**TASK TO COMPLETE:**
Output all the records below, word for word.

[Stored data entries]
BEGIN
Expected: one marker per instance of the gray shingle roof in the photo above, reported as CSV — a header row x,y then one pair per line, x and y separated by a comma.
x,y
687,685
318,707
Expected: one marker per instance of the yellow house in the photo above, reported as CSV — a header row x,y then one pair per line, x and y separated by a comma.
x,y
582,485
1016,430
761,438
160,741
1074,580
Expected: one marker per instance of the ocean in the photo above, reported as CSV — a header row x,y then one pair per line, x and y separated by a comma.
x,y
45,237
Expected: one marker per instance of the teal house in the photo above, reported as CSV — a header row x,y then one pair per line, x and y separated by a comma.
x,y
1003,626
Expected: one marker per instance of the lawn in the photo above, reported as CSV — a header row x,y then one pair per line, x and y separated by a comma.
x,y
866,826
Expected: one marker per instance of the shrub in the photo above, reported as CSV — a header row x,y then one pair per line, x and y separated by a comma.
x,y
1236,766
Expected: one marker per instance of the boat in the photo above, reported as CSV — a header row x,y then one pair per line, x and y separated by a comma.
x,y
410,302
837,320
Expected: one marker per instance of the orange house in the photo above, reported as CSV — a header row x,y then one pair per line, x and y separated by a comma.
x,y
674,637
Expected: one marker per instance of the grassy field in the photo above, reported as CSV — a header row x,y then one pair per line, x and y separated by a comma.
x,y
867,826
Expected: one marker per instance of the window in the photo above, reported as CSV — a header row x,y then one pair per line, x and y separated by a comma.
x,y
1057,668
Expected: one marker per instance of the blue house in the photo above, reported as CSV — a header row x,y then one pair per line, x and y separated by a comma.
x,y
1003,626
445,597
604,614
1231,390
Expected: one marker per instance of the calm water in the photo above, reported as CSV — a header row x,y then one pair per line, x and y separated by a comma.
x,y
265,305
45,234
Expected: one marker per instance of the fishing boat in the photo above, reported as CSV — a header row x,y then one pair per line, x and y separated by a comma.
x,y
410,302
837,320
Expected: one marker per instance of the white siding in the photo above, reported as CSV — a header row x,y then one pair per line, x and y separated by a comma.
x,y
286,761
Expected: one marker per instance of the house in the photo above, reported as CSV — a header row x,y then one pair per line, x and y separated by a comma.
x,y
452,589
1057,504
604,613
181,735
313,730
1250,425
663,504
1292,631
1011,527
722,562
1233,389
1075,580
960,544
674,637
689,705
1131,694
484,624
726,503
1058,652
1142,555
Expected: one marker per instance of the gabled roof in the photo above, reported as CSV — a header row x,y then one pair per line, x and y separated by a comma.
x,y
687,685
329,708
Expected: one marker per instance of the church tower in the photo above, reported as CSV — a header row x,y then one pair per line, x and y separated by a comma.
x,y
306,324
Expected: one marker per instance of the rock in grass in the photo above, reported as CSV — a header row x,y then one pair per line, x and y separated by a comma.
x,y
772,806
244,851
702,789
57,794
END
**PROBLEM SOLUTION:**
Expected: one marker per instance of the gray shingle roof in the photo above, reported as CSV — a header row x,y then one pair per line, x and y separated by a comma.
x,y
687,685
318,707
Expected: one marker per instance of the yellow house in the photo above, reported as CSV — a header row x,y then one pair per line, x and y separated by a comma.
x,y
582,485
1016,430
761,438
160,741
1074,580
Expected: one marker per instance of the ocean in the photo above, reported as CSV — a header row x,y then one pair per line, x and y separated by a comma.
x,y
45,237
Expected: one marker per instance of the teal house in the photo above, reported as CSV — a header row x,y then one pair per line, x and y separated by a comma.
x,y
1003,626
Expected: one marker per instance of the lawn in the photo above, reported as CSV — a header row x,y then one pair per line, x and y separated by a comma.
x,y
866,826
Expected: one marker per instance of the shrub in the photo above, reported as CSV — a header row x,y then one pair per line, x and y separated by a comma.
x,y
1236,766
Expected: one marker per instance of the boat in the photo above, reported as CSV — a header row x,y then one pair per line, x and y separated by a comma.
x,y
410,302
837,320
Expected: one marker per instance of the orange house in the photo above, reported as CSV — a header row x,y then one pair per line, x and y separated by a comma.
x,y
674,637
Expected: one marker per instance of the grassy field in the photo above, reported as CSV — a header row x,y then one pair per line, x and y separated by a comma.
x,y
867,826
Expected: one marker per instance of the window in the photo above, reported as CSV — a header row x,y then one pair per line, x and y separated by a comma.
x,y
1057,668
Expected: one marker per instance of the blue house in the photo above, reported as CSV — a header row x,y then one pair per line, x and y separated by a comma.
x,y
1003,626
445,597
604,614
1231,390
Expected: one marker per instance of the calm water in the photo above, reported as CSV — a header row x,y then one pair per line, x and y separated by a comma.
x,y
265,305
45,234
Expected: one marker per instance of the fishing boat in the photo above, reported as CSV — a header row x,y then one pair per line, x and y separated by a comma.
x,y
410,302
837,320
Expected: one marker per instance of the white siding in the photo above, reported as CSV — a header row x,y then one pair per line, x and y separated by a comma.
x,y
286,761
Expected: one marker per instance of the house in the photo above, reported as CSV — a header row x,y then one pair per line, x and y separated by a comma.
x,y
452,589
1057,504
604,613
181,735
313,730
1250,425
663,504
1292,631
1011,527
722,562
1233,389
1075,580
960,544
674,637
689,705
1131,694
484,624
726,503
1058,652
1142,555
Expected: one marker per instance of the gabled roof in the photo above, reported as CSV — a header row x,y then one pair per line, x and y separated by a comma.
x,y
687,685
329,708
Expected: one marker per instance of the church tower in the photo above, reported as CSV — a header row x,y then one pair per line, x and y separated by a comma.
x,y
306,324
Expected: one marker per instance of the rock in grass in the photo above, reported as CSV — a header row x,y then one pair per line, x and y separated by a comma.
x,y
772,806
244,851
702,789
57,794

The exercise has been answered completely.